Your task :: Gather each line of the entries below that includes "wall".

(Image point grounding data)

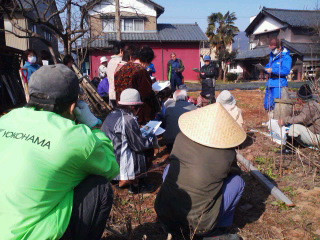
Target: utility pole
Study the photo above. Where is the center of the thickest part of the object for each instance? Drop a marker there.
(118, 21)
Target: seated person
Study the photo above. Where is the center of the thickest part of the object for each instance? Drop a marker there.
(103, 89)
(133, 151)
(202, 188)
(174, 110)
(229, 103)
(54, 172)
(305, 128)
(31, 63)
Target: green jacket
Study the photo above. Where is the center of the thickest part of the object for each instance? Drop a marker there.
(178, 71)
(43, 158)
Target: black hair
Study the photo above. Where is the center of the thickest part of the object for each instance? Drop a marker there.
(67, 59)
(146, 54)
(130, 52)
(29, 51)
(117, 47)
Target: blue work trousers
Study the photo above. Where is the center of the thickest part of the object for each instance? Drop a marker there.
(271, 94)
(232, 190)
(175, 81)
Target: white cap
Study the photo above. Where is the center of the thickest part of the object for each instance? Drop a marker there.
(103, 59)
(130, 96)
(159, 86)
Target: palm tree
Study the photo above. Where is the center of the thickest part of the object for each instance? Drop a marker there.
(221, 31)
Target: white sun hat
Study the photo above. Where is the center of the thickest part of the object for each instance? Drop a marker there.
(159, 86)
(226, 99)
(130, 96)
(103, 59)
(212, 126)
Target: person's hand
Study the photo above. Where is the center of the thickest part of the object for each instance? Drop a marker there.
(280, 122)
(269, 70)
(84, 115)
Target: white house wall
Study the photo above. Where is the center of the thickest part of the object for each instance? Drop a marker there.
(267, 24)
(132, 6)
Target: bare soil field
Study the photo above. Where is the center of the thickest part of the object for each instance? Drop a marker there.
(259, 215)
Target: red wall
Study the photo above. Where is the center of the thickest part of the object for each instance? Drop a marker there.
(189, 53)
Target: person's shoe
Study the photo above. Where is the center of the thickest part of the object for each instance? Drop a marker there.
(227, 236)
(142, 188)
(286, 151)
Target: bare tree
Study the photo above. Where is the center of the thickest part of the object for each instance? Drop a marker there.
(72, 27)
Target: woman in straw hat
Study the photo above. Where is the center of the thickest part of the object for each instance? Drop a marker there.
(229, 103)
(133, 151)
(203, 186)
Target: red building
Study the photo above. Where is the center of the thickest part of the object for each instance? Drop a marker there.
(139, 26)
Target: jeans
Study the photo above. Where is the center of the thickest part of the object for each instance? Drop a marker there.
(92, 204)
(232, 189)
(271, 94)
(175, 81)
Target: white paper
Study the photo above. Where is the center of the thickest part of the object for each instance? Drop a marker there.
(150, 128)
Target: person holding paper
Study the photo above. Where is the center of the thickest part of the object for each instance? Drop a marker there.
(278, 68)
(133, 151)
(174, 110)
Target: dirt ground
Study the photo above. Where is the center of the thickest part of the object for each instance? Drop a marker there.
(259, 215)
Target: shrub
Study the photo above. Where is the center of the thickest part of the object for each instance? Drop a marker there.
(231, 76)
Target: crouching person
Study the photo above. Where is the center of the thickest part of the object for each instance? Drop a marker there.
(54, 172)
(133, 151)
(305, 128)
(202, 186)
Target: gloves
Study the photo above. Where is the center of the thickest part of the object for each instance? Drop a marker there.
(84, 115)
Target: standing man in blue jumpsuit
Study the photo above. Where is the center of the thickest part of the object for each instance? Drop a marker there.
(175, 69)
(278, 68)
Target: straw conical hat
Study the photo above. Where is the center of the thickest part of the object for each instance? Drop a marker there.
(212, 126)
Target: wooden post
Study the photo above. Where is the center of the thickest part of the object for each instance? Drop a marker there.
(118, 20)
(276, 192)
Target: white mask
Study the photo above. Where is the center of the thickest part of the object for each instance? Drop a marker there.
(32, 59)
(275, 51)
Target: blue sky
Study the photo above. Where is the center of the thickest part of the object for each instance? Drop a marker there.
(191, 11)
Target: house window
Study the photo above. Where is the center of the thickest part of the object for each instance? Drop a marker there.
(127, 25)
(108, 25)
(132, 25)
(8, 25)
(34, 28)
(47, 36)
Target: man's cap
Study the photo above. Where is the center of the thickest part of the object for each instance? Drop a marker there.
(130, 96)
(274, 43)
(206, 58)
(305, 92)
(226, 98)
(53, 84)
(103, 59)
(212, 126)
(183, 87)
(159, 86)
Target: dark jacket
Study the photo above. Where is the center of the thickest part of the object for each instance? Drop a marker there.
(208, 80)
(191, 194)
(177, 71)
(210, 71)
(129, 145)
(172, 114)
(309, 117)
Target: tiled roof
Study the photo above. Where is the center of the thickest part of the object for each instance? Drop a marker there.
(258, 52)
(293, 18)
(296, 18)
(165, 33)
(303, 48)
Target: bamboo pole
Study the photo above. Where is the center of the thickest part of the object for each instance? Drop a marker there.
(275, 191)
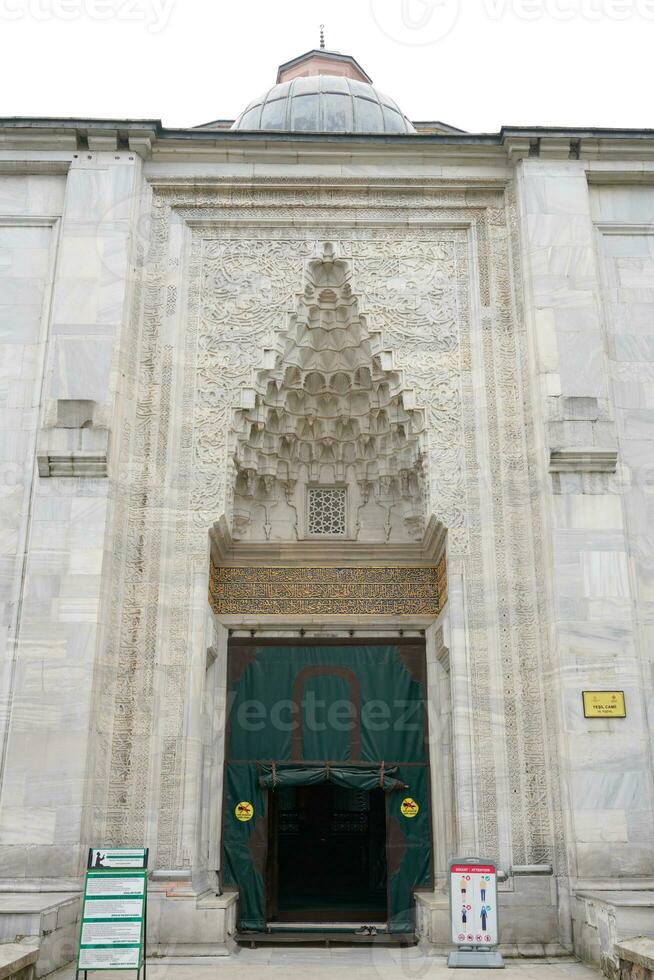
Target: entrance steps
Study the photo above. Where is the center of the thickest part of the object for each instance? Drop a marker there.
(40, 927)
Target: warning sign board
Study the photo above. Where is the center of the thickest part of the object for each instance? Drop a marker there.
(112, 930)
(473, 903)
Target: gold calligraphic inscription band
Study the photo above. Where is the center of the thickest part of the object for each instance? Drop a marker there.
(314, 590)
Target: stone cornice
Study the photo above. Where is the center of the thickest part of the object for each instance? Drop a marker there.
(144, 136)
(583, 460)
(227, 552)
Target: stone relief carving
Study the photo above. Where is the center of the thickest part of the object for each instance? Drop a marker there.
(247, 250)
(328, 408)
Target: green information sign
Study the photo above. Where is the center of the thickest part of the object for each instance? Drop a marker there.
(112, 932)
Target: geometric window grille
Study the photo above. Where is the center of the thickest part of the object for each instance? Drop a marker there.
(327, 510)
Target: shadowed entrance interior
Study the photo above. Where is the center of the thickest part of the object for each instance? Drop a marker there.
(327, 855)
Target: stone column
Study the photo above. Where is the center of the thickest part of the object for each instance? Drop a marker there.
(45, 790)
(604, 762)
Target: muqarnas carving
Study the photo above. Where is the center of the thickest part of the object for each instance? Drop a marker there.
(328, 409)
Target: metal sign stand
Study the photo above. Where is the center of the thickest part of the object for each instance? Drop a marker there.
(139, 862)
(474, 917)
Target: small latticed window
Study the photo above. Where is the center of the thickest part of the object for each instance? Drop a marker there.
(327, 510)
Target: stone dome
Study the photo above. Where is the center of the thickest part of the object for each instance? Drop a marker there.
(324, 104)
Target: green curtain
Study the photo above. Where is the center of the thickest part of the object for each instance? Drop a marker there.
(352, 777)
(301, 705)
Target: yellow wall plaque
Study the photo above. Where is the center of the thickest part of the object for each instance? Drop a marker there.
(604, 704)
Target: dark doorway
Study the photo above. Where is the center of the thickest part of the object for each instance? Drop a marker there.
(327, 855)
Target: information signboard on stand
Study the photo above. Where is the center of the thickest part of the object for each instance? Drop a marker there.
(114, 911)
(474, 916)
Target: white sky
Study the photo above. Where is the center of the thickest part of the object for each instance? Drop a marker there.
(476, 64)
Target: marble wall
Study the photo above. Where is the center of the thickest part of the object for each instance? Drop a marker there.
(63, 263)
(112, 710)
(589, 278)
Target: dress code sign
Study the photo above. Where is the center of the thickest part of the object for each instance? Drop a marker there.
(473, 904)
(112, 931)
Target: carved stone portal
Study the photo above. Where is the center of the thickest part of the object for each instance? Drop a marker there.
(328, 410)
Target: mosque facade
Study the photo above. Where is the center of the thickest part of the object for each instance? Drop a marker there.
(327, 549)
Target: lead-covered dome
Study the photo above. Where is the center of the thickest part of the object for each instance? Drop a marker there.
(321, 96)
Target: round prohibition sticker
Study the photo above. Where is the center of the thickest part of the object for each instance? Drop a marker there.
(244, 811)
(409, 808)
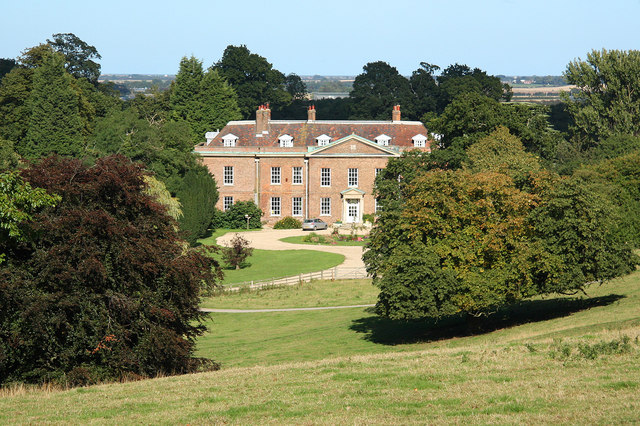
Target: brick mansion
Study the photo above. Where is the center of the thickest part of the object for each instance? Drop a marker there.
(312, 168)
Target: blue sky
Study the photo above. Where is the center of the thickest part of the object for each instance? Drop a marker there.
(331, 37)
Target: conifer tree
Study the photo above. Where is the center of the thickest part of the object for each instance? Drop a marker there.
(198, 196)
(55, 124)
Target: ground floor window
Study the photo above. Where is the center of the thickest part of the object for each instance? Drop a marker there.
(228, 202)
(325, 206)
(275, 206)
(296, 206)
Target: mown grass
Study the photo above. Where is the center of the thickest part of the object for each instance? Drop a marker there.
(210, 240)
(555, 360)
(299, 240)
(313, 294)
(470, 384)
(265, 264)
(270, 338)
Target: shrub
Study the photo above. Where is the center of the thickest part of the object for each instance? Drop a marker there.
(197, 195)
(288, 223)
(236, 254)
(234, 217)
(104, 288)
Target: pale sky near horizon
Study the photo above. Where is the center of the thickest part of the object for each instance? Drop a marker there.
(330, 37)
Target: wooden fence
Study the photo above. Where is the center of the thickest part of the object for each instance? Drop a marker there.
(329, 274)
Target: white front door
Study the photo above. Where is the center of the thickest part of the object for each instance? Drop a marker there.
(353, 210)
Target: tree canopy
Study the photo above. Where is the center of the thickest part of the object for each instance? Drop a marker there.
(500, 230)
(203, 100)
(253, 78)
(104, 289)
(377, 90)
(607, 101)
(78, 56)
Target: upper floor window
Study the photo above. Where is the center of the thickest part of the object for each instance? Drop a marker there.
(229, 140)
(275, 206)
(325, 206)
(323, 140)
(353, 177)
(383, 140)
(325, 177)
(228, 175)
(296, 177)
(419, 141)
(296, 206)
(275, 176)
(286, 141)
(228, 202)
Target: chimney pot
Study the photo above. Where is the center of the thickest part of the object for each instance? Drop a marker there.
(311, 113)
(395, 114)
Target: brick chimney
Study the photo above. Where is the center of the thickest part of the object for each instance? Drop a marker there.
(311, 113)
(263, 116)
(395, 114)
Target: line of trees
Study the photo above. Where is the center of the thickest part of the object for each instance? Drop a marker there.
(507, 207)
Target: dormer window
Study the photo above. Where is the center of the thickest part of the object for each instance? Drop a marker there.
(286, 141)
(419, 141)
(323, 140)
(229, 140)
(383, 140)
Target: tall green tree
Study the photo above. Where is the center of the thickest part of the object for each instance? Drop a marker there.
(296, 87)
(15, 88)
(467, 242)
(377, 90)
(204, 100)
(253, 78)
(459, 79)
(472, 116)
(165, 147)
(55, 124)
(425, 89)
(78, 56)
(198, 196)
(6, 65)
(607, 101)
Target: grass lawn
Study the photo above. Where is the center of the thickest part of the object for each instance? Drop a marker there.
(281, 337)
(298, 240)
(315, 293)
(211, 239)
(555, 360)
(265, 264)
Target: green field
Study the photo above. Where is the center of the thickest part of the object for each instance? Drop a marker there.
(554, 360)
(298, 240)
(265, 264)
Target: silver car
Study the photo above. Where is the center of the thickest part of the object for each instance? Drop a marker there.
(313, 224)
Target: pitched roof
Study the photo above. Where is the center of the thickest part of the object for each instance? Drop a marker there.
(304, 133)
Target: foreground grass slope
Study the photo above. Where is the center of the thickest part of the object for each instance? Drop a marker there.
(559, 360)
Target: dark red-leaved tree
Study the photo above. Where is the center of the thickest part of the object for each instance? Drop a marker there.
(104, 288)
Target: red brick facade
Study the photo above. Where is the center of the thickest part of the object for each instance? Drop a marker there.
(288, 181)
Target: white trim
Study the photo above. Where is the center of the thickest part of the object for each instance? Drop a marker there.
(271, 209)
(325, 198)
(322, 185)
(293, 176)
(279, 175)
(224, 176)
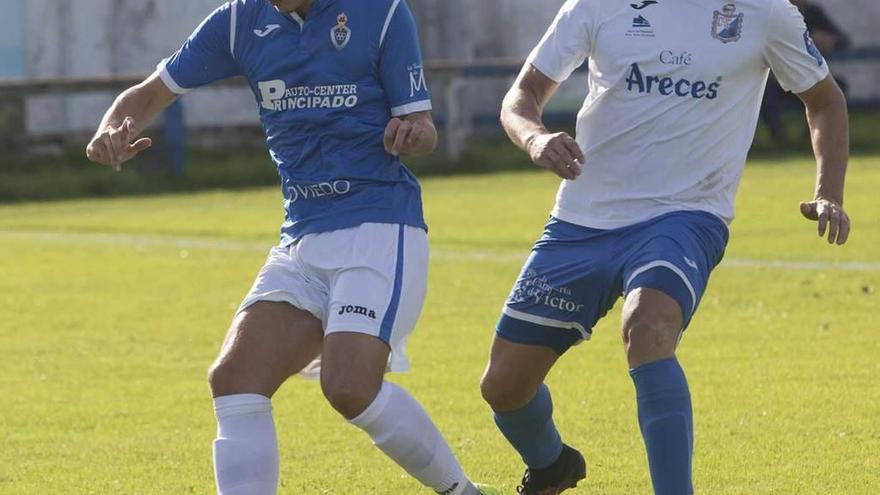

Result of the task ::
Target: white house wall
Target: red wall
Target: yellow wall plaque
Target: marble wall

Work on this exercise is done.